- **Selection**
With strong earnings momentum, a growing dividend and buybacks, we believe Merck is a good long-term bet for buy-and-hold retirees even after its strong gains of 16.5% during the past 12 months. The stock closed yesterday’s session at $83.29.
3. BCE Inc.
Telecom utilities have all those traits that make a stock perfect for retirees. In this space, we like Canada’s largest telecom operator BCE Inc . (NYSE:BCE) more than its U.S. counterparts. The reason is that the company operates in an oligopoly in Canada, where three big players make most of the revenues.
BCE, through its diversified service offerings, including wireless, home internet, and media operations, has shown sustained growth in subscribers. The operator has made the right bets in the past five years, positioning the company to produce better returns for shareholders.
Among the measures that will fuel future growth is its investment, worth billions of dollars, in a fiber-optic network to support faster internet speeds and prepare the utility to offer 5G — the next generation of wireless network technology.
BCE has long maintained a policy of increasing its dividend by 5% annually and has used a series of acquisitions to partly fuel the cash flow growth necessary to keep boosting the payout.
As per the company’s dividend policy, the company distributes between 65% and 75% of its free cash flow in payouts. In line with this policy, BCE has more than doubled its annual payout since the fourth quarter of 2008: the payout is now at $2.38 per share annually, translating into dividend yield of about 5%. The shares have risen almost 21% in the past year, ending yesterday at $48.45.
Receiving regular dividend cheques and protecting your capital should be the two main objectives for those in retirement. Solid dividend stocks, offering steady returns through their stable income, are what could make that key difference in your retirement portfolio.

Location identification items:
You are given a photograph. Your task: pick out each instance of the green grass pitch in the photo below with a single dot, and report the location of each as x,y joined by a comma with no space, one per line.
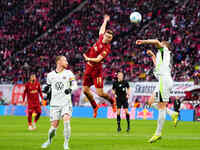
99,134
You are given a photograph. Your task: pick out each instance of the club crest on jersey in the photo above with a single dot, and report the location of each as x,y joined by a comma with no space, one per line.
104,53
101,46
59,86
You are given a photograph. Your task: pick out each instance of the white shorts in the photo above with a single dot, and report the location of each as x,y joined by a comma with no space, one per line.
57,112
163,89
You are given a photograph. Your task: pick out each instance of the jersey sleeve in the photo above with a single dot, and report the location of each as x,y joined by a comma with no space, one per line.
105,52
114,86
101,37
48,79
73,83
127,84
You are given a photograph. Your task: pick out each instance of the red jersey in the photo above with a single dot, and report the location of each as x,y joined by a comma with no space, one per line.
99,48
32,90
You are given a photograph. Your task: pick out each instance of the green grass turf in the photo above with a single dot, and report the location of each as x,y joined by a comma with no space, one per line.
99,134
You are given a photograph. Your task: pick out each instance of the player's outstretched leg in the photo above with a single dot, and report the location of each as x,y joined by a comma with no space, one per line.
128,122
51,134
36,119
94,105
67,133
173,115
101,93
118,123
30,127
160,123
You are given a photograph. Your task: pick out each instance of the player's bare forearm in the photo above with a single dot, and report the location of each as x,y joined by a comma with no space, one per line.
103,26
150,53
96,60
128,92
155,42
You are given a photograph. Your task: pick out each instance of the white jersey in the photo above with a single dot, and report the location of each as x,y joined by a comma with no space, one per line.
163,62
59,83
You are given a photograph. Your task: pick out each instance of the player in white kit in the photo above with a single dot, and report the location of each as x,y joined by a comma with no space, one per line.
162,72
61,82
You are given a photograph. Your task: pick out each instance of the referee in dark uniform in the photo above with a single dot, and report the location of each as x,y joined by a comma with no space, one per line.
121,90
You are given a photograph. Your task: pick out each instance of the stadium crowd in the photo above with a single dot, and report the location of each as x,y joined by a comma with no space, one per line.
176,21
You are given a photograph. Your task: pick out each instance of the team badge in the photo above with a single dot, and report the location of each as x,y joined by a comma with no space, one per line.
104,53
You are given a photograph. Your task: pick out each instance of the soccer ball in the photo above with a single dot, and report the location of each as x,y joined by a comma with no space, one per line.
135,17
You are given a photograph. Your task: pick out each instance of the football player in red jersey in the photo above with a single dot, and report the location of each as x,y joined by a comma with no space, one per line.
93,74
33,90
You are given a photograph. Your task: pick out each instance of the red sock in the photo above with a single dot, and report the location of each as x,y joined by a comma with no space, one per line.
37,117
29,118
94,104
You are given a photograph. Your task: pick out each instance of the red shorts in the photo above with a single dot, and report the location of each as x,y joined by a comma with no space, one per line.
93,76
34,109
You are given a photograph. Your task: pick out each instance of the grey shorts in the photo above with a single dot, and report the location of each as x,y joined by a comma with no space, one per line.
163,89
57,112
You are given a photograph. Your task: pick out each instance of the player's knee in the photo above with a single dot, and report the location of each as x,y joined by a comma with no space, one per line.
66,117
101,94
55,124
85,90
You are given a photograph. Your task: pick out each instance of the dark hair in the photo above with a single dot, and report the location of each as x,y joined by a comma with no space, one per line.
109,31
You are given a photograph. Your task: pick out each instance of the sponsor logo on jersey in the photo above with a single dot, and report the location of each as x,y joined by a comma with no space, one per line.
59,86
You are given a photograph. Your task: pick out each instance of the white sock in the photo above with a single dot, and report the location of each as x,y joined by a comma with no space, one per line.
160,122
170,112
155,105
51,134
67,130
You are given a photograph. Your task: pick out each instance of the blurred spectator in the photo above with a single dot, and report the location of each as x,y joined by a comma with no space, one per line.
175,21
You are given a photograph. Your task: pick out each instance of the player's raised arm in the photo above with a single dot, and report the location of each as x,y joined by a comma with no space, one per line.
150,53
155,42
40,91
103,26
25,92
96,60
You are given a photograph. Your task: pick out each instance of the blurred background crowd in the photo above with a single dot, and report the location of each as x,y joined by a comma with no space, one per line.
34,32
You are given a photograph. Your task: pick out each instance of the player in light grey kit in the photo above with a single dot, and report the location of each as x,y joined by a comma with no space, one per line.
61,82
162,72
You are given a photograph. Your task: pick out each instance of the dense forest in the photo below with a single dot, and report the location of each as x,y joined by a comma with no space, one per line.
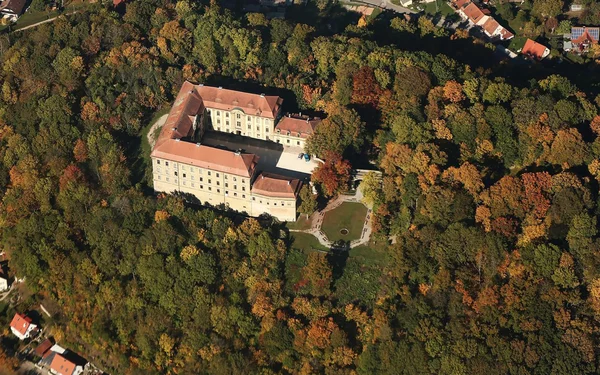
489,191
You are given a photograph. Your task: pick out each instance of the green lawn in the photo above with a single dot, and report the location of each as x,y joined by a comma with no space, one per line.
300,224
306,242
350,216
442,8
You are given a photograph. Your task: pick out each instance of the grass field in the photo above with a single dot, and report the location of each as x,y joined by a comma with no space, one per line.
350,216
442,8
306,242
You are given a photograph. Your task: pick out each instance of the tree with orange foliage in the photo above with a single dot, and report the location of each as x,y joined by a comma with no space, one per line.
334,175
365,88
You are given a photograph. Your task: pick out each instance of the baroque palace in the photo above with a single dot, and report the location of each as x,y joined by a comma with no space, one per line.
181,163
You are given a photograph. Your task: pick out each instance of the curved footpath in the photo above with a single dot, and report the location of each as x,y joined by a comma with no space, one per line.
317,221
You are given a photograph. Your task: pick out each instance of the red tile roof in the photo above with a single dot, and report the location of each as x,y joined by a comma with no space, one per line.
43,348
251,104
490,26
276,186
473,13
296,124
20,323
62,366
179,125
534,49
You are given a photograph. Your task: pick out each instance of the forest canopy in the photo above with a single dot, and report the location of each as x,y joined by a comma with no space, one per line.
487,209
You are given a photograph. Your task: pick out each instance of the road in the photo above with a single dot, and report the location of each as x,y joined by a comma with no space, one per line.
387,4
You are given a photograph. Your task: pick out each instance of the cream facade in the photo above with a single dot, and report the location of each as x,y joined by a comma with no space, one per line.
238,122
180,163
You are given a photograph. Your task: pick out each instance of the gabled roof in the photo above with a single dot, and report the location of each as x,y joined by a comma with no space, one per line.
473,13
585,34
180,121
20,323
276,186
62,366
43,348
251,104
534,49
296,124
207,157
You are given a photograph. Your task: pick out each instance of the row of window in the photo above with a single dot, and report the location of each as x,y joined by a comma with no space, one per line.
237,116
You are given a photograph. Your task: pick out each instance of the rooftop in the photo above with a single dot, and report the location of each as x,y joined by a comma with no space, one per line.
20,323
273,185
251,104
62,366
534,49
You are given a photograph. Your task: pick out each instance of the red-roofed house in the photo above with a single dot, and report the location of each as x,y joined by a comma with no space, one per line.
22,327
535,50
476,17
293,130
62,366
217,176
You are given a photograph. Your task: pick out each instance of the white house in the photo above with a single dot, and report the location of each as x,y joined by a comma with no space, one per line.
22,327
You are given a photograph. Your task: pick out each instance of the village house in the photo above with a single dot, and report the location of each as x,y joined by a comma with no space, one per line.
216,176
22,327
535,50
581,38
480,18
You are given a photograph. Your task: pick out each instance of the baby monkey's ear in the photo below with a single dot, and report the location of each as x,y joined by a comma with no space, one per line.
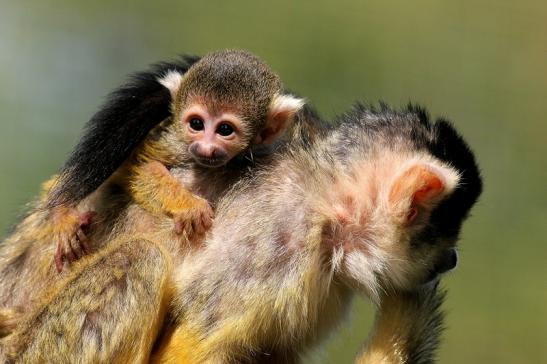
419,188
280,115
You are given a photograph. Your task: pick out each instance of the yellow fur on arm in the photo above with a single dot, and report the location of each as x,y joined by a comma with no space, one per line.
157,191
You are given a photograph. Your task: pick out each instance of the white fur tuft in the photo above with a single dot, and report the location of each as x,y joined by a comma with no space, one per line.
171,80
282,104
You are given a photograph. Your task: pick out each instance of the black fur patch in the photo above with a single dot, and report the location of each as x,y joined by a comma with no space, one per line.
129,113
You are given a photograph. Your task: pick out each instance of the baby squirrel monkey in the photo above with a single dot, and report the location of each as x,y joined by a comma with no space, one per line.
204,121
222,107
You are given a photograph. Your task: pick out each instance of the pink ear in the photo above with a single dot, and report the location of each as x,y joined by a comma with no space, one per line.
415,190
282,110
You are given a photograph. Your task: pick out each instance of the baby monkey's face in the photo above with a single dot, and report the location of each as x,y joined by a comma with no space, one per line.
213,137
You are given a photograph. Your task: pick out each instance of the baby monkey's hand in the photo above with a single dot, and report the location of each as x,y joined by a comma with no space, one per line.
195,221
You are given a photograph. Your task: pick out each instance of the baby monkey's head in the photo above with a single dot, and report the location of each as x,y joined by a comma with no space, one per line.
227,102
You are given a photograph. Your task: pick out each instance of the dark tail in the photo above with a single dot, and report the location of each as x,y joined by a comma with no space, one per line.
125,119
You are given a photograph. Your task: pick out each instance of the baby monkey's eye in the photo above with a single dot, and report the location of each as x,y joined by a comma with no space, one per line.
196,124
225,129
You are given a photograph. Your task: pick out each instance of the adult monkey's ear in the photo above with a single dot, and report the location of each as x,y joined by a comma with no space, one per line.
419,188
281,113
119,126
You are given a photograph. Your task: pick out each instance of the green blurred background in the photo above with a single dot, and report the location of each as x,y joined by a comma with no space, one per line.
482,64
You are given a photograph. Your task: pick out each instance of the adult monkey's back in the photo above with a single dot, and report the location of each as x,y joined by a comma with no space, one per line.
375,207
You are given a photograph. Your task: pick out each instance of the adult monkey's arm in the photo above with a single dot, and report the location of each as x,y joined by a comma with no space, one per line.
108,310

==

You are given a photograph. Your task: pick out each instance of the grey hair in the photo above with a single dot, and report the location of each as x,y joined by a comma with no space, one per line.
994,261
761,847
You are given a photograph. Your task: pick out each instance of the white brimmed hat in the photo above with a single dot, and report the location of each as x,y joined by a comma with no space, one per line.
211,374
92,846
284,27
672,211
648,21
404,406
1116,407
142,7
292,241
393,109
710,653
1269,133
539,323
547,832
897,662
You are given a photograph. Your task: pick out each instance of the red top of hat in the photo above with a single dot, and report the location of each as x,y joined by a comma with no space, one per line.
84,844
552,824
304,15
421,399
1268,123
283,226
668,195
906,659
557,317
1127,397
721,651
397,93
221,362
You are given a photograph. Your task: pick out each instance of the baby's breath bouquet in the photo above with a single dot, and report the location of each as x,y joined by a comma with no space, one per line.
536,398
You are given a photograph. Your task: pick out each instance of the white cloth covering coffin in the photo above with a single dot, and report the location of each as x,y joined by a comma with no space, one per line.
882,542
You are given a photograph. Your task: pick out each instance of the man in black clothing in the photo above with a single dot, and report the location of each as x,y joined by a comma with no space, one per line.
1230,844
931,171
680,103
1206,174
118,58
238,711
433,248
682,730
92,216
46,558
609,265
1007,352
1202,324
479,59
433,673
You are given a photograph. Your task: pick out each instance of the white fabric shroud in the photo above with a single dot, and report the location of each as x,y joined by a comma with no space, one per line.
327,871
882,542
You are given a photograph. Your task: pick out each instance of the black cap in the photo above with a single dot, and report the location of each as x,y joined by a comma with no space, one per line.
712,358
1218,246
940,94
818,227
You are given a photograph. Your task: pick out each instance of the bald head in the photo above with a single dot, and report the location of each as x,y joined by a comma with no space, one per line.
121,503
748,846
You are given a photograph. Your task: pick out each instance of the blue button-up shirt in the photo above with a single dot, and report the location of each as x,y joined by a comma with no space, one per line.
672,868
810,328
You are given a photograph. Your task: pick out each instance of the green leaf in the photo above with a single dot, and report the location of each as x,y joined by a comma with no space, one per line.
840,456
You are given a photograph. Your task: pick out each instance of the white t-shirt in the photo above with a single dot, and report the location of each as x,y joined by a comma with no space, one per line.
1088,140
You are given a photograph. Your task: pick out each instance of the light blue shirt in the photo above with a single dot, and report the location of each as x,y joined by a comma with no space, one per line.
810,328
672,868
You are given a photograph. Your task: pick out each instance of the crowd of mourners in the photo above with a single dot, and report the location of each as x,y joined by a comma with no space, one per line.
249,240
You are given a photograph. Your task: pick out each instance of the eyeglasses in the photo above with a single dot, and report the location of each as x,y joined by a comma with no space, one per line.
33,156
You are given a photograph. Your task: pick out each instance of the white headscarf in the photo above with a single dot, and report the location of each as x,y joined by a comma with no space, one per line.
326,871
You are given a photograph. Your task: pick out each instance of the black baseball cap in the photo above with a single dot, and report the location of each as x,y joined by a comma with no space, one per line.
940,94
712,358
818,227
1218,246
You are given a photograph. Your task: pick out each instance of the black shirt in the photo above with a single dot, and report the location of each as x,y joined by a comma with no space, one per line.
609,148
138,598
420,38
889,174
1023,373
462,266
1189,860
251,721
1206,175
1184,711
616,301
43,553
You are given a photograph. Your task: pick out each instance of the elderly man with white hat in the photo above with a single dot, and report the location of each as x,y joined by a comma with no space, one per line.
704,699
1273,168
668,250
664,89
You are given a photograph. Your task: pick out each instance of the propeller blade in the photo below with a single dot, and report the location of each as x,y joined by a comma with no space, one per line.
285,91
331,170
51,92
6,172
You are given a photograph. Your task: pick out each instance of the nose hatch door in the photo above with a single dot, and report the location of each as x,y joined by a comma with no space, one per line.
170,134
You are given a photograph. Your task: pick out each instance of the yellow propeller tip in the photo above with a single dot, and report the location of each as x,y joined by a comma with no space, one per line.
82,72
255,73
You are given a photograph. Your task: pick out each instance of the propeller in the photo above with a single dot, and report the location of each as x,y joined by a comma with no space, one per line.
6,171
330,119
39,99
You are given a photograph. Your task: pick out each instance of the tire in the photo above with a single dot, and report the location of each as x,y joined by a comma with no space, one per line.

- **Work required**
Return the stretch of the dividend stocks passage from "Telecom utilities have" through "of the revenues.", copied word for word.

- **Correct output**
Telecom utilities have all those traits that make a stock perfect for retirees. In this space, we like Canada’s largest telecom operator BCE Inc . (NYSE:BCE) more than its U.S. counterparts. The reason is that the company operates in an oligopoly in Canada, where three big players make most of the revenues.